## [Work item]
Reproduce the interview passage that begins with the words "CZ: You were" and ends with "Peyroux right now.".

## [Document section]
------

AP: I don't want to go too far: that quote there is just one character in one very potent, over-romanticized moment, but... yes, for me, there have been times when music--especially piped directly into the brain through headphones--seems to bring everything around me into sharp focus, brings things out of me I didn't know were in there (and maybe they weren't, maybe it's just a trick of the music.) I suppose there's brain anatomy to explain it: memory banks and audio processing and emotional centers all in close circuitry, or something, but that's just a blueprint for a building each of us fills out and lives in differently.
CZ: You were a jazz musician. In Minneapolis, Cambridge or NY? Do you go to clubs or concerts? What's on your radar right now?
AP: I was in Boston and Cambridge, and Budapest before that. I do occasionally take in new music in clubs, usually friends like www.scrapomatic.com or www.spottiswoode.com. As for jazz, I am quite into Madeleine Peyroux right now.

------

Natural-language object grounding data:
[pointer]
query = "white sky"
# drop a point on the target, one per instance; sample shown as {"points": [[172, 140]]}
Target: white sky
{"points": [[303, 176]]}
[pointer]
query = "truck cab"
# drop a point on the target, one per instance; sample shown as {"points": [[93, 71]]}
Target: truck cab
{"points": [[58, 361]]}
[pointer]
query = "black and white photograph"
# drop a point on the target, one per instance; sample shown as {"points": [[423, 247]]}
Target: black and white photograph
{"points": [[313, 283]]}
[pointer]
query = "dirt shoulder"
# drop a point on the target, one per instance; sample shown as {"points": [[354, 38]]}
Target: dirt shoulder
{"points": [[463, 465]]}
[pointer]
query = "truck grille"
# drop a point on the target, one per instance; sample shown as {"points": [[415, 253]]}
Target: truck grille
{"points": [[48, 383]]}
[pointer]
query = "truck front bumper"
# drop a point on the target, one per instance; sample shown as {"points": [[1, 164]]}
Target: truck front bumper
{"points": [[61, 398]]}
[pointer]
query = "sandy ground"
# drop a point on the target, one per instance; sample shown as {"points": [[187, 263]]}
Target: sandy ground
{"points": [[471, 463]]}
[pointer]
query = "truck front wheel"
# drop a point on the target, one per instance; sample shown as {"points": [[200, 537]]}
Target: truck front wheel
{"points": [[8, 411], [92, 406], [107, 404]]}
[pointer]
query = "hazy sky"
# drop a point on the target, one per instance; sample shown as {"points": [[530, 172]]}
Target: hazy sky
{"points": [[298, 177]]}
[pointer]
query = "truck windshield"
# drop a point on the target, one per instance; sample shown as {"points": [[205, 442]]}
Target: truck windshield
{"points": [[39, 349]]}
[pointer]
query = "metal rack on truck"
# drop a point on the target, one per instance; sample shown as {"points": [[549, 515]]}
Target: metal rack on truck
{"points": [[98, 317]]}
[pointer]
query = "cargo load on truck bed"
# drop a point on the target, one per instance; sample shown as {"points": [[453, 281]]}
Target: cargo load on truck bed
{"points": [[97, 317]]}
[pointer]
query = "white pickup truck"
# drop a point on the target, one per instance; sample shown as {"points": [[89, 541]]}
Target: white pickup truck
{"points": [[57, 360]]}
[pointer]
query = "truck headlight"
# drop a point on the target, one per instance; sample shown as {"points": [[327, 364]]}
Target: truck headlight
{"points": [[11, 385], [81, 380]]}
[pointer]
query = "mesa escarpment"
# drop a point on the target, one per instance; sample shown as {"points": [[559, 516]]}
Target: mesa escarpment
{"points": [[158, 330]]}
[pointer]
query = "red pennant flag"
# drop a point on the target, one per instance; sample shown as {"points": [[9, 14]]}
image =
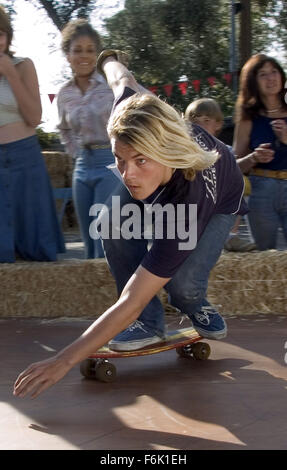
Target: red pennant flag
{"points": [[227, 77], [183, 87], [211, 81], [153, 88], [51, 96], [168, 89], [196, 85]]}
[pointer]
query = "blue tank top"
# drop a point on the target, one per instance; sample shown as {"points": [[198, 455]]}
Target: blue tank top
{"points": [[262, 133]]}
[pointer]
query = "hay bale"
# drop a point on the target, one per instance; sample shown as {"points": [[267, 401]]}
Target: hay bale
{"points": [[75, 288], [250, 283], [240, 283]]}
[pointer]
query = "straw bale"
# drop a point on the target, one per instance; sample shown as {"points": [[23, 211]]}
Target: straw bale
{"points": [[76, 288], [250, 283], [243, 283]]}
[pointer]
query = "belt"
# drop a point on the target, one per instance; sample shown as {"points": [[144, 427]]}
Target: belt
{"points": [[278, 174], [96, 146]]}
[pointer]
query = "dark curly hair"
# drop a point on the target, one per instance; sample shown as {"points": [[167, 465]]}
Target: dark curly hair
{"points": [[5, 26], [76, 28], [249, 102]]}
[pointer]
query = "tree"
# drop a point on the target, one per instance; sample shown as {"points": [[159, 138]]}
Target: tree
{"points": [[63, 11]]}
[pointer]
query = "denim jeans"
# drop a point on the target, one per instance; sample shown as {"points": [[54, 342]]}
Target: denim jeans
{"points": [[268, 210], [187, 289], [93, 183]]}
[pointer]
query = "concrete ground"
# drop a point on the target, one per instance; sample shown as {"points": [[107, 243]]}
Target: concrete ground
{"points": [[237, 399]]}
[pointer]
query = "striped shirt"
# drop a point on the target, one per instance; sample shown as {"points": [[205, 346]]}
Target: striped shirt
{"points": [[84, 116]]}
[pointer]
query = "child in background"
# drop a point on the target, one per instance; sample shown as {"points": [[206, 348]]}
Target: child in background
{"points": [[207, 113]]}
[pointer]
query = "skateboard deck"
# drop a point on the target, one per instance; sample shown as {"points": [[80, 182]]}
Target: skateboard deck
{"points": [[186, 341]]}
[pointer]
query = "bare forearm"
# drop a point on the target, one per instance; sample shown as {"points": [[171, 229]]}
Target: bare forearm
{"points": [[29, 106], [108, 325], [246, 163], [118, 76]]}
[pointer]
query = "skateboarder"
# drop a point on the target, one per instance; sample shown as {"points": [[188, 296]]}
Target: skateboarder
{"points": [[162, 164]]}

------

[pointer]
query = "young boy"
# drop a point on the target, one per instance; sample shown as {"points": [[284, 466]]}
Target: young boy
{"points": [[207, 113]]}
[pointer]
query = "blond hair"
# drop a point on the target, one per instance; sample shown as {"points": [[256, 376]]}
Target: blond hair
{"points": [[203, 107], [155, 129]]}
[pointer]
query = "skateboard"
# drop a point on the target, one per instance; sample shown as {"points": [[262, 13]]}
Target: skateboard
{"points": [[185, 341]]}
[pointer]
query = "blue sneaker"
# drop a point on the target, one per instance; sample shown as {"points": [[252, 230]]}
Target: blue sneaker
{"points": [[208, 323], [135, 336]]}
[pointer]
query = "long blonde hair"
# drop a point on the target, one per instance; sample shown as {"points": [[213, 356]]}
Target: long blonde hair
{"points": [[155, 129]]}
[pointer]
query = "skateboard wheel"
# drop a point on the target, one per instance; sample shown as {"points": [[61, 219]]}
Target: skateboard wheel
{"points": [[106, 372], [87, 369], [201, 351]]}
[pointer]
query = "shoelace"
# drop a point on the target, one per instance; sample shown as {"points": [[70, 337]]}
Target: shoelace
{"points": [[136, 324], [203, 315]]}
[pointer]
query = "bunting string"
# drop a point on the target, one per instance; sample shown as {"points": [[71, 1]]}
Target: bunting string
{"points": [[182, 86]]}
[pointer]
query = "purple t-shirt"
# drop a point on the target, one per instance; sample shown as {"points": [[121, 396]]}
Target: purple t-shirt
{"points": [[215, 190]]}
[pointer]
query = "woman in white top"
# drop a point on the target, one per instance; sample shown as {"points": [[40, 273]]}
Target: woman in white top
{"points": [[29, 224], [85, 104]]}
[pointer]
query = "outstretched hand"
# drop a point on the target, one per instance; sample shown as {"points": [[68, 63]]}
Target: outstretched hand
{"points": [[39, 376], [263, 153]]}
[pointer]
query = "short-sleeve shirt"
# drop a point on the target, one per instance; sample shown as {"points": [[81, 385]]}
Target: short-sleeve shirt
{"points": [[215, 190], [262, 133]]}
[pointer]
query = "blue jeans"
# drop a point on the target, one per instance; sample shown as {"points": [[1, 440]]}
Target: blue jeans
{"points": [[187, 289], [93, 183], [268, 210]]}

------

## [Task output]
CZ: You were a jazz musician. In Minneapolis, Cambridge or NY? Do you go to clubs or concerts? What's on your radar right now?
AP: I was in Boston and Cambridge, and Budapest before that. I do occasionally take in new music in clubs, usually friends like www.scrapomatic.com or www.spottiswoode.com. As for jazz, I am quite into Madeleine Peyroux right now.